Entries shown:

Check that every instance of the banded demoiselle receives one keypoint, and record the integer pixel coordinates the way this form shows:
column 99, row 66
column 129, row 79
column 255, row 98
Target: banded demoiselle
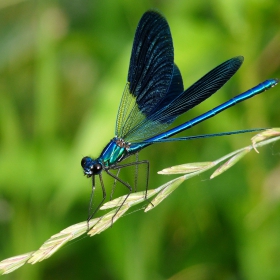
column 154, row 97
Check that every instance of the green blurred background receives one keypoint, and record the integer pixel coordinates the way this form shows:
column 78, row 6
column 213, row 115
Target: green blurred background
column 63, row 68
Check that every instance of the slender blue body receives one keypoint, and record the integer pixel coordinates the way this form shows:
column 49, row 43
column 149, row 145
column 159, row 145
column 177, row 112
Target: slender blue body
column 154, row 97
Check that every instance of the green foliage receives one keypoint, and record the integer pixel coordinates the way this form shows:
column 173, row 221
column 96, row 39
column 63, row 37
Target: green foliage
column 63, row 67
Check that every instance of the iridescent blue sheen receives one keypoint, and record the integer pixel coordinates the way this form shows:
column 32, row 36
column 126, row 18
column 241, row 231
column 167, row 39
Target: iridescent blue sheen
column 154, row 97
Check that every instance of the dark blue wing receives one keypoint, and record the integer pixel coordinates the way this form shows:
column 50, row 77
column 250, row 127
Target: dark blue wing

Written instruction: Render all of the data above as a Markdown table with the columns No. and Line, one nonblank line per row, and leave out the pictures.

Exercise output:
| No. | Line |
|---|---|
| 1 | Check that every instance of the banded demoiselle receives one keypoint, and record the integer pixel coordinates the way this form shows: |
| 2 | column 99, row 66 |
| 3 | column 129, row 79 |
| 4 | column 255, row 98 |
| 5 | Target: banded demoiselle |
| 6 | column 154, row 97 |
| 7 | Check that every instance of the green blurred background receives one keypoint, and record the integer pixel coordinates the way this form shows: |
| 8 | column 78, row 6 |
| 9 | column 213, row 115 |
| 10 | Target: green blurred background |
| 11 | column 63, row 68 |
| 12 | Check that every instance of the slender blue body receives one keypoint, and record the integer pixel coordinates the way this form shows: |
| 13 | column 49, row 43 |
| 14 | column 149, row 145 |
| 15 | column 159, row 145 |
| 16 | column 177, row 112 |
| 17 | Target: slender blue body |
| 18 | column 154, row 97 |
| 19 | Check that every instance of the green foliage receives one keypoint, and record the integer pixel coordinates the way this form shows: |
| 20 | column 173, row 221 |
| 21 | column 96, row 39 |
| 22 | column 63, row 37 |
| 23 | Target: green foliage |
| 24 | column 63, row 67 |
| 25 | Check that every instance of the iridescent blue sheen receives one keypoint, and record the integer pixel coordinates the way this form shows: |
| 26 | column 32, row 36 |
| 27 | column 126, row 18 |
| 28 | column 241, row 231 |
| 29 | column 167, row 39 |
| 30 | Target: iridescent blue sheen |
| 31 | column 154, row 97 |
| 32 | Check that every instance of the dark blue wing receives one keypoint, and record the integer pixel coordinates the way this form shows: |
| 33 | column 50, row 77 |
| 34 | column 250, row 127 |
| 35 | Target: dark blue wing |